Arbeitsauftrag A
Beantworten Sie die folgenden Fragen zum Text über den Tango Argentino und kennzeichnen Sie die Antworten ebenso:
(i) Wie lange war der Tango Argentino vor seinem neuen Aufschwung in Vergessenheit geraten?
(ii) Aus welcher Stadt kamen die argentinischen Tänzer und Lehrer, die im Ausland arbeiten wollten?
(iii) Welcher Grund wird unter anderem für die besondere Bedeutung Italiens als Zielort genannt?
Arbeitsauftrag B
Knüpfen Sie an den Text über den Tango Argentino an und führen Sie ihn nach seinem letzten Satz weiter.

Text

______

PhD – Musik, Tanz und soziale Strukturen in der Tango Argentino-Szene zwischen Nordost-Italien und Buenos Aires (Mattia Scassellati)

Der Tango Argentino erlebte,  nachdem er zwei Jahrzehnte lang in Vergessenheit geraten war, zur Wende der 1990er Jahre einen neuen Aufschwung. Dies wurde international durch eine wachsende Zahl von Lern- und Tanzeinrichtungen gefördert. Von da an entwickelte sich der Tango Argentino als translokale Szene und wurde rasch zu einem konsolidierten und professionalisierten Phänomen mit einer eigenen Dynamik. Viele argentinische Tänzer und Lehrer aus Buenos Aires nutzten die Chance, die dieser neue Markt bot, und beschlossen im Ausland zu arbeiten. Gründe für die besondere Bedeutung Italiens innerhalb Europas als Zielort waren u.a. privilegierende diplomatische Beziehungen zwischen diesen beiden Ländern, die ein wesentlicher Teil gemeinsamer Geschichte an der Wende des zwanzigsten Jahrhunderts verbindet.

______

Datenblock
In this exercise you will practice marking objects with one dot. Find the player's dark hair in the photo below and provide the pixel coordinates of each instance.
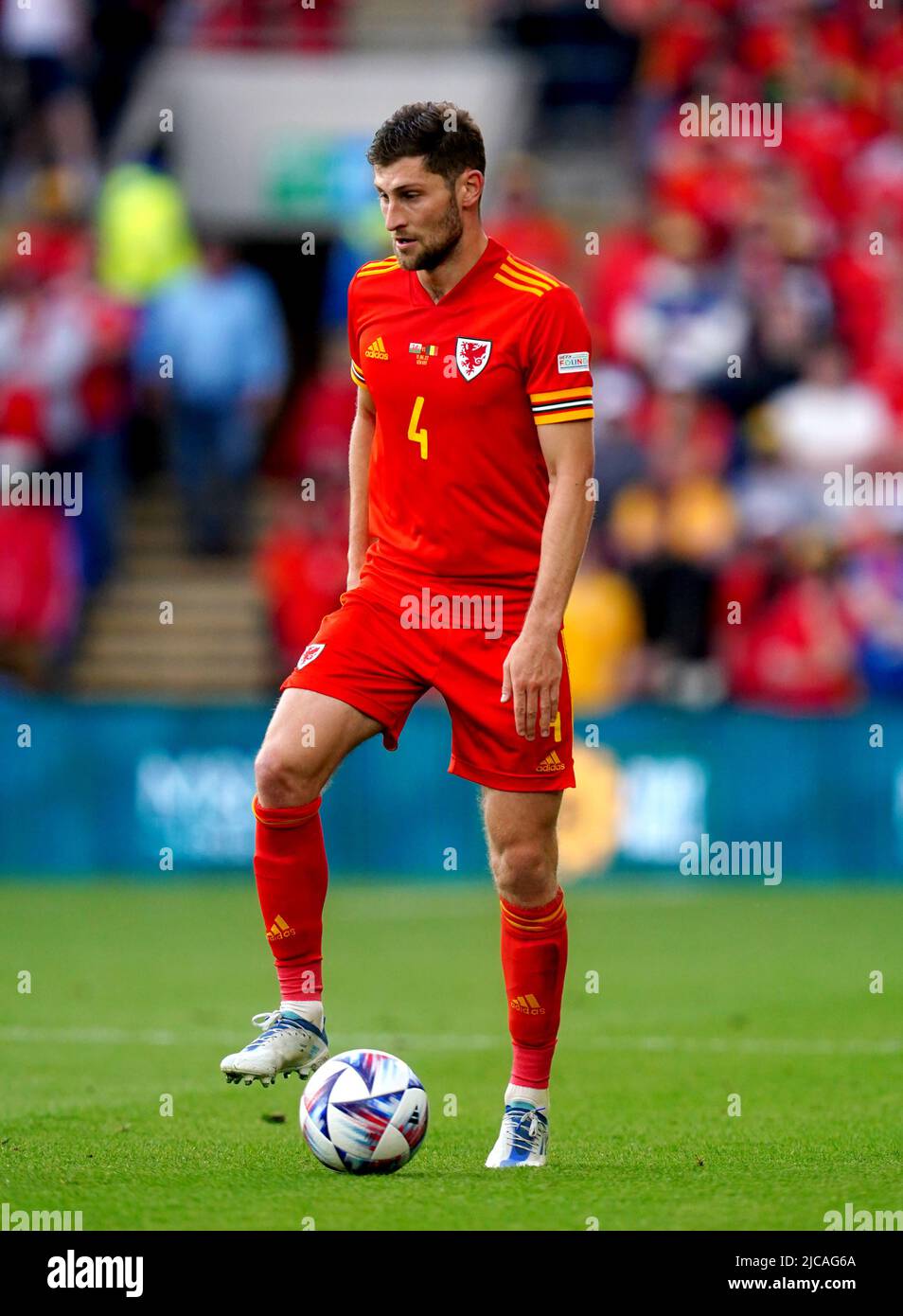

______

Schriftliche Antwort A
(i) Er war zwei Jahrzehnte lang in Vergessenheit geraten.
(ii) Sie kamen aus Buenos Aires.
(iii) Genannt werden die privilegierenden diplomatischen Beziehungen zwischen den beiden Ländern.

Schriftliche Antwort B
Seit den 1990er Jahren haben sich im Nordosten Italiens vor allem die Städte Padua und Venedig auf nationaler Ebene des Status eine „Tango-Mekkas“ erworben.  Ihr Einfluss ist heute noch bis in die Umgebung von Bologna Richtung Süden und Udine Richtung zu beobachten. Das lokale Netzwerk der Tango-Communities ist hier im Vergleich zum übrigen Italien aktiver und dichter und stellt zudem einen Bezugspunkt für Tangueros aus Nachbarländern wie Österreich, Slowenien und Kroatien dar.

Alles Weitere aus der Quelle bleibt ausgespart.